◆ What to produce: Count the lines in the entries below that contain the word "background". Reply with the number alone.

◆ Extracted records:
☆ ☆ ☆ ☆

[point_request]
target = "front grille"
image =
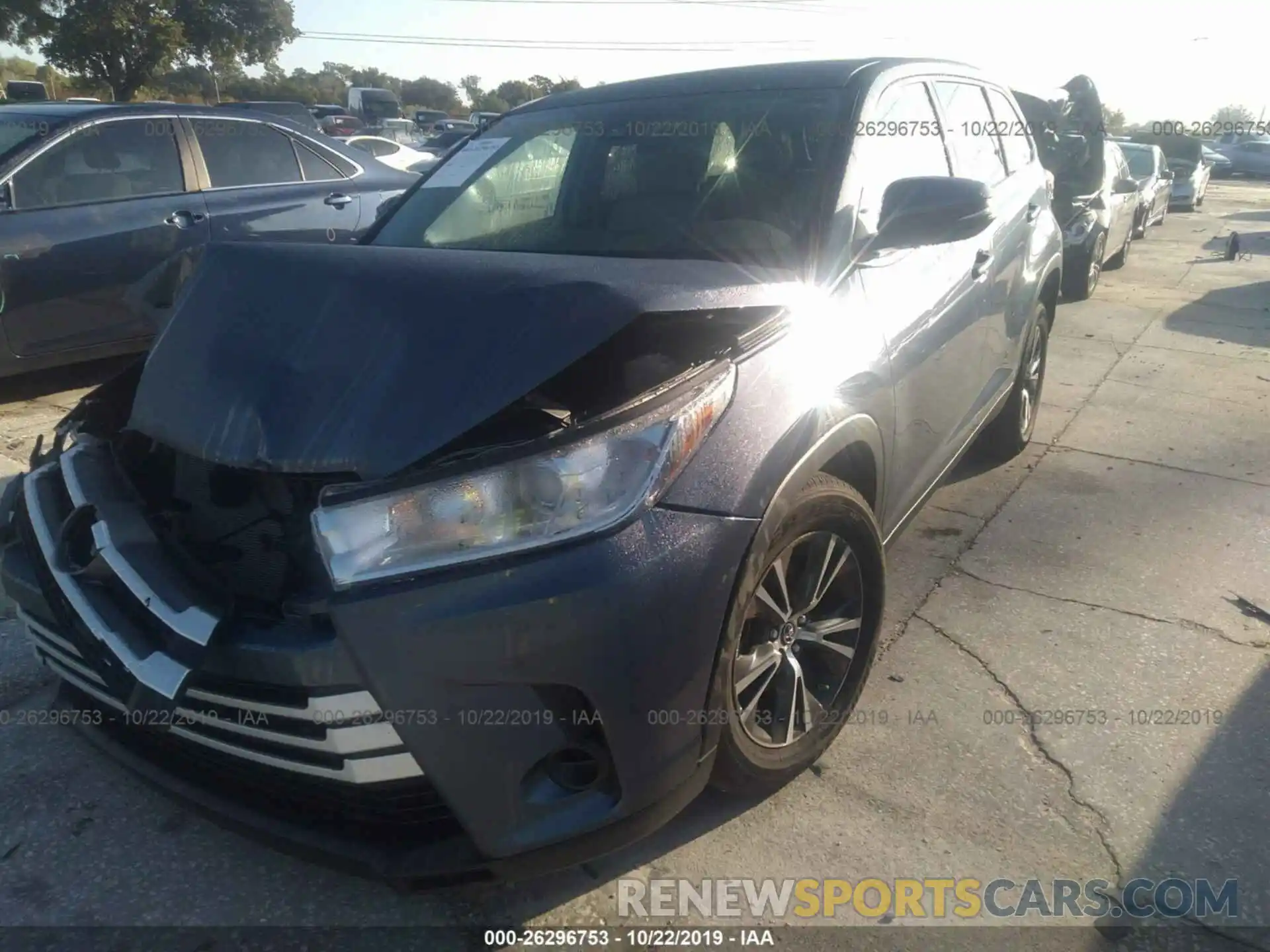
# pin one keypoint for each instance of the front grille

☆ ☆ ☆ ☆

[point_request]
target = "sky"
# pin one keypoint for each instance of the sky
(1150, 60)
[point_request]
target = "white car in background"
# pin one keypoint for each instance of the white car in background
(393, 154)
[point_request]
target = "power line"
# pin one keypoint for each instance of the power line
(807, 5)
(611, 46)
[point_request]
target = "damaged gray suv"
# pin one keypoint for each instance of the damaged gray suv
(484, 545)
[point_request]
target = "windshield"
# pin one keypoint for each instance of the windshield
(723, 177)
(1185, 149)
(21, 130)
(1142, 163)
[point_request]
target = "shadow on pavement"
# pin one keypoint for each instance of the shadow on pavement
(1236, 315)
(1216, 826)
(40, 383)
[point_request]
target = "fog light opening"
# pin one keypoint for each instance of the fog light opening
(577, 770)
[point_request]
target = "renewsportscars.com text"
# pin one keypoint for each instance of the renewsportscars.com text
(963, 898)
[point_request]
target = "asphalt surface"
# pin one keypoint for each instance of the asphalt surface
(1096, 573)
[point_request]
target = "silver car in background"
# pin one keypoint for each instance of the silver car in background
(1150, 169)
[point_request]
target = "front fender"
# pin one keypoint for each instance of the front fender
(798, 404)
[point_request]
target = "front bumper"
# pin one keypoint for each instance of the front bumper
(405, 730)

☆ ☆ ☆ ☆

◆ Answer to the exercise: 4